## EXTRACTED TEXT
Simone Zelitch's Blog

What If There Had Been No Balfour Declaration?

By Simone Zelitch
December 9th, 2017

We’re living in an alternative-history moment.   Given the current political climate, it’s no coincidence that most of us are in full flight from the present.   Instead, we look over our shoulders, and endlessly revise the past.

Now, after President Trump’s recognition of Jerusalem as the capital of Israel, here’s one more revision:   What if there had been no Balfour Declaration?

balfour2-e1509023617872
Balfour addressed his declaration to Edmond de Rothschild whose name often appears in anti-Semitic conspiracy theories.

November marked the centennial of that 1917 document, which begins:  “His Majesty’s Government views with favour the establishment in Palestine of a national home for the Jewish people  and will use their best endeavours to facilitate the achievement of this object.”

The Balfour Declaration was hardly altruistic.   As England, France and Italy prepared to divide a defeated Ottoman empire, England wanted access to the Suez canal, a link to their colony in Egypt, and although one could argue that the endorsement grew out of respect for the Zionist project, it also was based on a familiar anti-Semitic trope:  Jews have money, influence and power, and it makes good sense to get them on your side.

Far more could be written about division in the world Jewish community about a homeland in the territory of Palestine, or indeed division among Zionists themselves.   Indeed, far more could be written about the many promises made to many of the people in the region who hardly expected their homelands to be divided like a Christmas pudding. These subjects have been discussed so thoroughly that it’s hard to get through the dense competing ideologies, and find a clear pattern of legitimate facts.

What haunts me instead is this:    Jews, Muslims and Christians lived in Jerusalem, Jaffa and  Hebron for generations before those cities were part of a country with fixed borders;  rather, those cities and the surrounding countryside were under the jurisdiction of the Ottoman Empire,  with a government so inefficient that it might as well have not been there at all.  What was life like for Jews in the area that Balfour referred to as Palestine?

## PROBLEM
Please answer from the blog post on the Balfour Declaration: to whom did Balfour address his declaration? The entries play no part in this work.

## DATA EXTRACT
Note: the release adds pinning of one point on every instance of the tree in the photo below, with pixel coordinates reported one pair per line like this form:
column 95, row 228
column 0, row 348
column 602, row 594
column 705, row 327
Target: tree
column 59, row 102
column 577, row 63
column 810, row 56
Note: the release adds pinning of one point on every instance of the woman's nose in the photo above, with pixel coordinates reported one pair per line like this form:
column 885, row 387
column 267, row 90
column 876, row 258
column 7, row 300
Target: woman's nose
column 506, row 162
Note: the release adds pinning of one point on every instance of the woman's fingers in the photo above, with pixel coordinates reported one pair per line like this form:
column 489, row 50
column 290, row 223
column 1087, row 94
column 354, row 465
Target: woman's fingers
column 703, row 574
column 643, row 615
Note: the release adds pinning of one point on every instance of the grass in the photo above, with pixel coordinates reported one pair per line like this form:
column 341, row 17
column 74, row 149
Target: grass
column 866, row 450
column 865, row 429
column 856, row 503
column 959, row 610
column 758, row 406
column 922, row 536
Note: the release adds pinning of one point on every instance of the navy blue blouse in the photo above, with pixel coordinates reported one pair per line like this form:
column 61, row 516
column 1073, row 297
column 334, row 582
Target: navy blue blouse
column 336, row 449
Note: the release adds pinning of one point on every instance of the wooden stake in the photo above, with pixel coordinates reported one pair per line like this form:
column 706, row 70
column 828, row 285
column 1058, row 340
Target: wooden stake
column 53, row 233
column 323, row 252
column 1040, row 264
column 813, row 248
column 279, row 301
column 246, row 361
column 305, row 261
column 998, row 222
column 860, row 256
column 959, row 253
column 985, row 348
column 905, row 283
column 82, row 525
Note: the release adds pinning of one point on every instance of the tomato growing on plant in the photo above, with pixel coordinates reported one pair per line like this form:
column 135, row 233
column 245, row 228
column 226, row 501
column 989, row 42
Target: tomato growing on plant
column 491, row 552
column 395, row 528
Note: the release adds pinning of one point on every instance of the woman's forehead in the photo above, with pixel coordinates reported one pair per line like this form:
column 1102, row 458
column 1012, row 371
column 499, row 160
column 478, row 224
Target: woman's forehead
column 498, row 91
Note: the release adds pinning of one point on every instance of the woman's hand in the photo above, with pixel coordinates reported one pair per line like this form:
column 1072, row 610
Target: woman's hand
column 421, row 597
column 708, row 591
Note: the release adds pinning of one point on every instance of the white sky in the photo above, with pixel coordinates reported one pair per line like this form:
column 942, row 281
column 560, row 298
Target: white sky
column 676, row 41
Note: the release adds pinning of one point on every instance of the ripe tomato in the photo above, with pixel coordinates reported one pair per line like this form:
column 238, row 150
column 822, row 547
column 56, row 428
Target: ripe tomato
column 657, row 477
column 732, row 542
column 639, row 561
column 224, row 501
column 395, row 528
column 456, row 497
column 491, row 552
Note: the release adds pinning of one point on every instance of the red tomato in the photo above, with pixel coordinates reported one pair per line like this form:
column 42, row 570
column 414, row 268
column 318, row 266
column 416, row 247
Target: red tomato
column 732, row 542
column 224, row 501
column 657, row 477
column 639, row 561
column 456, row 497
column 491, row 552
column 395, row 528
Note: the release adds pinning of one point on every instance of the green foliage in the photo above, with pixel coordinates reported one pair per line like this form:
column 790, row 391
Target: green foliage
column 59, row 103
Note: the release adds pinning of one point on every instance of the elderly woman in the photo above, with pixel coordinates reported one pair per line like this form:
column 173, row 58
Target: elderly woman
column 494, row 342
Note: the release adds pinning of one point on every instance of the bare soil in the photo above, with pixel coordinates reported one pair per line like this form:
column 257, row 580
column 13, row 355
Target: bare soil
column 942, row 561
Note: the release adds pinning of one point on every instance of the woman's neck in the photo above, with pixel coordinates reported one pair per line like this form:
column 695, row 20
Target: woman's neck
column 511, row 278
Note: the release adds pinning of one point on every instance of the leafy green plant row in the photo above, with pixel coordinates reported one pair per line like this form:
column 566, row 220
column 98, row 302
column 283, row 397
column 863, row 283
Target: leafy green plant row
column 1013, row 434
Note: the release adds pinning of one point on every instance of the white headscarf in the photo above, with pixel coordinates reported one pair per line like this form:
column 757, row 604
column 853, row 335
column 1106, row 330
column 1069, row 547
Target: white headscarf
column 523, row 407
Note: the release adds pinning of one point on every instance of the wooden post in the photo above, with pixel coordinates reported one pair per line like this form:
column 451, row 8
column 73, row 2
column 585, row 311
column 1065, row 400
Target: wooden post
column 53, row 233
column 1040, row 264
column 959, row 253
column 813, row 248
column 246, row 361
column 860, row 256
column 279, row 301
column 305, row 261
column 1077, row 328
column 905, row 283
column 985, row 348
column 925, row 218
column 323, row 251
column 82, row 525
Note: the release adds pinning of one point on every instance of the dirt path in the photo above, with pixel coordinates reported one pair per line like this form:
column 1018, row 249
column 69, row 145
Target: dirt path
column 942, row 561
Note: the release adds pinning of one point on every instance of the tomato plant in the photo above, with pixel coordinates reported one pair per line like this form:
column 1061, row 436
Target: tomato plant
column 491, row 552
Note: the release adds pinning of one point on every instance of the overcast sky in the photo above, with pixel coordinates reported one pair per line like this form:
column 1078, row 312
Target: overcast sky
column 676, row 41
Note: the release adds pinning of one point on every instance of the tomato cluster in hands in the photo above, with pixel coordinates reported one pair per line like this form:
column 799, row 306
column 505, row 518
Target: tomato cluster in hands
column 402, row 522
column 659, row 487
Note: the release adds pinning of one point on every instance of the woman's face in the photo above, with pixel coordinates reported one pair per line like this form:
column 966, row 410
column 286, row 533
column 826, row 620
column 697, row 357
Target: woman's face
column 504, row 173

## EXPECTED ANSWER
Edmond de Rothschild.